INFORMATION SUPPLIED –
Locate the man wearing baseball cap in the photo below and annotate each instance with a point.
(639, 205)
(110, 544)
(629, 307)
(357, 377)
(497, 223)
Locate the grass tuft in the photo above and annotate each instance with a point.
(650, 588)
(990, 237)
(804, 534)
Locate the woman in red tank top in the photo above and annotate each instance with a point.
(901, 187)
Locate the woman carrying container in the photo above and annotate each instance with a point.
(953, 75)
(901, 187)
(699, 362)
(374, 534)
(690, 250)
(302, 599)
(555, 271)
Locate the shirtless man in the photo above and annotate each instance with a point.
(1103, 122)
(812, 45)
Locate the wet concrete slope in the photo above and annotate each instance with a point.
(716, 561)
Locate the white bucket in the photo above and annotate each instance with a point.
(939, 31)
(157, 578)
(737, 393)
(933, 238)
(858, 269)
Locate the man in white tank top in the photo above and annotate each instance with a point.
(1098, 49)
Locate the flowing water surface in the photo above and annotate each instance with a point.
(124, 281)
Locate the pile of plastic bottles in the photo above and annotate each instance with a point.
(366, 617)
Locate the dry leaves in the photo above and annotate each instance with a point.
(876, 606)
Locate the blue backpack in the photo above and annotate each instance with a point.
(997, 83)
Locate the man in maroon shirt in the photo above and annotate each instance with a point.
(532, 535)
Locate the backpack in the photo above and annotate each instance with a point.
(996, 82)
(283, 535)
--
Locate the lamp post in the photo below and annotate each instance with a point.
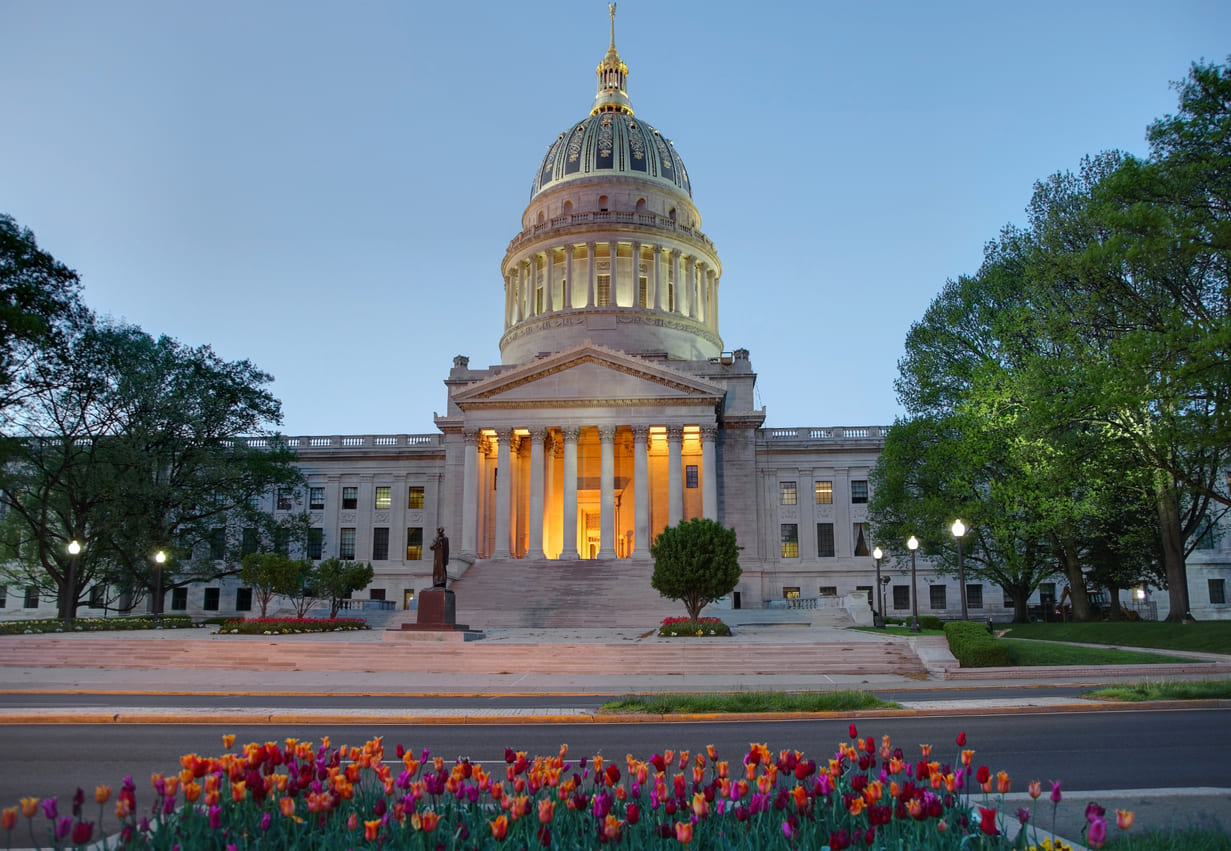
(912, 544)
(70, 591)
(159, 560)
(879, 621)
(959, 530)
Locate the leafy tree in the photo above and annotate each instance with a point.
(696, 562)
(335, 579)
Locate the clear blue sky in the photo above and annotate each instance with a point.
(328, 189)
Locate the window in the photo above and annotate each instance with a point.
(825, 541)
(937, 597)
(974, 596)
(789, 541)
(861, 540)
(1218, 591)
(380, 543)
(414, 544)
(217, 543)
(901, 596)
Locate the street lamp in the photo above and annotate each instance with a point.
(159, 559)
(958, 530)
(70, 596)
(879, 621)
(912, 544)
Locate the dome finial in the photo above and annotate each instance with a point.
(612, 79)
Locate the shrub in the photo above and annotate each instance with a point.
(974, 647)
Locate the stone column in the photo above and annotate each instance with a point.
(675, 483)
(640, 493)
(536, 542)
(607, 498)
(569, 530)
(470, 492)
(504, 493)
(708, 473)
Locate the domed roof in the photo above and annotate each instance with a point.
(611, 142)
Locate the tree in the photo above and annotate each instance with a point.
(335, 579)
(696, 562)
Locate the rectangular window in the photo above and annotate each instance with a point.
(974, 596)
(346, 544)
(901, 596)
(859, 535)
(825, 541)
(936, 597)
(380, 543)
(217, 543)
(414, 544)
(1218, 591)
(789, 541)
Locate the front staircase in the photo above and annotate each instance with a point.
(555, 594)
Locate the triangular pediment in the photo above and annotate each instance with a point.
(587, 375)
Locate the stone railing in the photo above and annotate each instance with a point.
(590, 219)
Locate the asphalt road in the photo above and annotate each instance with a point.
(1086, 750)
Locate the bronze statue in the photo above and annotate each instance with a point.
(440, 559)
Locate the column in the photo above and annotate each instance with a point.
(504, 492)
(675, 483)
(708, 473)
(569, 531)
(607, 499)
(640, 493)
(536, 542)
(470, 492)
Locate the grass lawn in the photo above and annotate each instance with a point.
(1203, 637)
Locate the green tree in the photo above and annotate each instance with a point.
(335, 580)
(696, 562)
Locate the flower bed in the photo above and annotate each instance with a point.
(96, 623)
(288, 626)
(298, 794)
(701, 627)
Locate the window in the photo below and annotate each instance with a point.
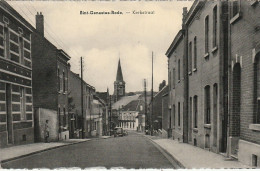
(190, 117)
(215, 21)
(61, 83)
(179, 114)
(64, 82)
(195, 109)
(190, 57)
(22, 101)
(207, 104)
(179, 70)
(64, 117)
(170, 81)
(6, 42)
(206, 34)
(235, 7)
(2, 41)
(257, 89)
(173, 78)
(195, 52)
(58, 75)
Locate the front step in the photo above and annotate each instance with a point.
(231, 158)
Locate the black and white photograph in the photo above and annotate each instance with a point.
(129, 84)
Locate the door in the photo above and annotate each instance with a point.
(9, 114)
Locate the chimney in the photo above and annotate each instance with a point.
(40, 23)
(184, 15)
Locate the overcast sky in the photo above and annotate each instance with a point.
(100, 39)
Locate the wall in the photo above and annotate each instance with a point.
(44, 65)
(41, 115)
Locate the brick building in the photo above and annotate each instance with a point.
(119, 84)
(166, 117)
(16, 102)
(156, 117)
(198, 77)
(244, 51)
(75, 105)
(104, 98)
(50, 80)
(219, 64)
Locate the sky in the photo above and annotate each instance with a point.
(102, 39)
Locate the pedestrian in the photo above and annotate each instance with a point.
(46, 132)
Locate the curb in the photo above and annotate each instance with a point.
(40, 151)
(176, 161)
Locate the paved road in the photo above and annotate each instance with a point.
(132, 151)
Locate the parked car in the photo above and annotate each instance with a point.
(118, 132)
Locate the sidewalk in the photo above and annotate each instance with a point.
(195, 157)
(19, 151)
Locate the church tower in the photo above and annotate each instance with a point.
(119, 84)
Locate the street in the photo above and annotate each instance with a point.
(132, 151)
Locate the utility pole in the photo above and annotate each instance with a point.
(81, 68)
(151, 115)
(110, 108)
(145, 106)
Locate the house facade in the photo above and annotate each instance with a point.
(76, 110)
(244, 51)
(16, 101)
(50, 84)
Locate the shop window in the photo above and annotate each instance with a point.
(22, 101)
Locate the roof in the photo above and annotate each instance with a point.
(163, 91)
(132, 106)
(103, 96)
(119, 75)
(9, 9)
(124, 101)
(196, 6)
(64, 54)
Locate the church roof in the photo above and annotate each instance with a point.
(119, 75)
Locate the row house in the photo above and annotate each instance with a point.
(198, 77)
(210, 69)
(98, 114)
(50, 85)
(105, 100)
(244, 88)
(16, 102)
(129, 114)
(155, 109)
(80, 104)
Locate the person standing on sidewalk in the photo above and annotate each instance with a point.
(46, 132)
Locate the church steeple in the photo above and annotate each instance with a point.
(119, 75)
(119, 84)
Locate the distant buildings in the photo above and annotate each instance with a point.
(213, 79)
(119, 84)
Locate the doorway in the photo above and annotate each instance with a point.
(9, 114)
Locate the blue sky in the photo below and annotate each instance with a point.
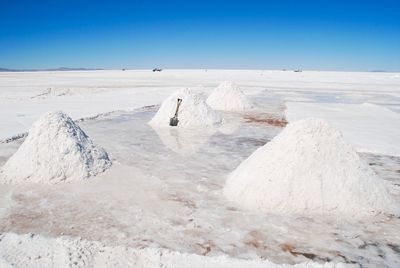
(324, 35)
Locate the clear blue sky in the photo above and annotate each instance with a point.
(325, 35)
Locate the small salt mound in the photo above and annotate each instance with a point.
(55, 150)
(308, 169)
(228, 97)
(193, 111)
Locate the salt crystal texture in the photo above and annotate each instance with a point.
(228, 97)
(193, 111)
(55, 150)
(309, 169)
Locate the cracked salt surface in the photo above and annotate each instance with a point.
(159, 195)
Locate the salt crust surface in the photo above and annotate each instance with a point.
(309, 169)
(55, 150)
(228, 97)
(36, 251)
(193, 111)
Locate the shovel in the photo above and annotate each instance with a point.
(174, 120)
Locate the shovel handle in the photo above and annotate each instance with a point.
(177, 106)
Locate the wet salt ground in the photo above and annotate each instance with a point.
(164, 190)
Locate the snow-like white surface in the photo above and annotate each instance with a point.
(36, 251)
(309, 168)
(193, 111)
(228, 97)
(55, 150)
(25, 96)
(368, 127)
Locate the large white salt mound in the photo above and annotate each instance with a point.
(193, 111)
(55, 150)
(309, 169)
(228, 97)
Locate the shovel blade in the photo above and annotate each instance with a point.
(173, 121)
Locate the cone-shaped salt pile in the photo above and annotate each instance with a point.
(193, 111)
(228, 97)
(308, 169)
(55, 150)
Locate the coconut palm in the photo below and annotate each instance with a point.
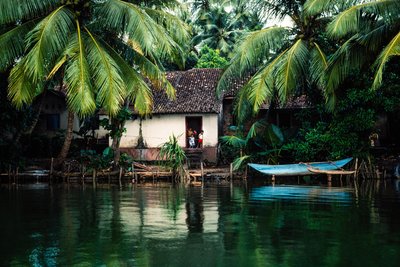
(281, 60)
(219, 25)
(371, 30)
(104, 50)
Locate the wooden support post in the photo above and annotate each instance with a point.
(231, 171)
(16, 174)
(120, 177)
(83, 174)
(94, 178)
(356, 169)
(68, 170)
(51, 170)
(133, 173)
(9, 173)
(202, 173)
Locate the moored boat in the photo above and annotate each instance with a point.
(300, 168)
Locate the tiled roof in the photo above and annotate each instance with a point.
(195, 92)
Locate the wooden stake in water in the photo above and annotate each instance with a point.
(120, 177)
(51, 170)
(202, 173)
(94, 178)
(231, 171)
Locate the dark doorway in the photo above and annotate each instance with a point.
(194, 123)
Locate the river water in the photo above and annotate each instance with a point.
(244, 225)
* * *
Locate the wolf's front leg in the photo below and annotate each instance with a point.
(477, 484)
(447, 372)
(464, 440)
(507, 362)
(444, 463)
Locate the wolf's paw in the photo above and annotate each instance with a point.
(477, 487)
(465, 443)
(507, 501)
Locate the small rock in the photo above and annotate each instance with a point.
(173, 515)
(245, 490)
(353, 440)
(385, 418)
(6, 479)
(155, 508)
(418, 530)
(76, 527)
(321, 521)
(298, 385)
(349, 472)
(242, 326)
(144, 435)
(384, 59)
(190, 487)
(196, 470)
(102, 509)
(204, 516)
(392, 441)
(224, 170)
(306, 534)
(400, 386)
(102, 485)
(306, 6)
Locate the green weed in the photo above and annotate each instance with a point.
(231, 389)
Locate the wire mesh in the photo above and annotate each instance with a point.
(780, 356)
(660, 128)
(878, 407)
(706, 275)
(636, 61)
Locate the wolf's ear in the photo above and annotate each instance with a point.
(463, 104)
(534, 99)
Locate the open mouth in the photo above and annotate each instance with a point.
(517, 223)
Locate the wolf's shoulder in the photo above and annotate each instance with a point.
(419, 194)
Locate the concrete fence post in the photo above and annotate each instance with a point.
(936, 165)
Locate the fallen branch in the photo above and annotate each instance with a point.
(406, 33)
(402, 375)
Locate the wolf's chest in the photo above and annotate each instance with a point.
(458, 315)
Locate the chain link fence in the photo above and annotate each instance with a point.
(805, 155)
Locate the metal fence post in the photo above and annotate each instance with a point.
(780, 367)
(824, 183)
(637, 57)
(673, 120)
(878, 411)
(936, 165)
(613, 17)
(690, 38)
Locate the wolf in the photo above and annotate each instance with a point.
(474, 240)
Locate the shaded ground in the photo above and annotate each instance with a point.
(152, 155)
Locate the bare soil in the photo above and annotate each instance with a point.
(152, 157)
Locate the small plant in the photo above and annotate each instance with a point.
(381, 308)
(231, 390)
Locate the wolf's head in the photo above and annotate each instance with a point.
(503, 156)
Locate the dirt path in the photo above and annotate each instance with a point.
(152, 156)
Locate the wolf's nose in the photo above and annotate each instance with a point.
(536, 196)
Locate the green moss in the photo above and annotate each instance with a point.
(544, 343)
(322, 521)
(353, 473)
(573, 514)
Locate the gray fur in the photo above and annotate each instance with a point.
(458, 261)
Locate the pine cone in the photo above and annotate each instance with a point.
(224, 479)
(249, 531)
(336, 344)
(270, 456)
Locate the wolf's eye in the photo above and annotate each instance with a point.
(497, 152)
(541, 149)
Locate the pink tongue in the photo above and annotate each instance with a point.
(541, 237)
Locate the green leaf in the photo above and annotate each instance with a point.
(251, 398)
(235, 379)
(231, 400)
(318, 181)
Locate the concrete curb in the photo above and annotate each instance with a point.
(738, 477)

TASK DESCRIPTION – Count the lines above that contain the word "doorway", treating uppercase and lowercase as different, and give only the number.

TASK RESPONSE – 2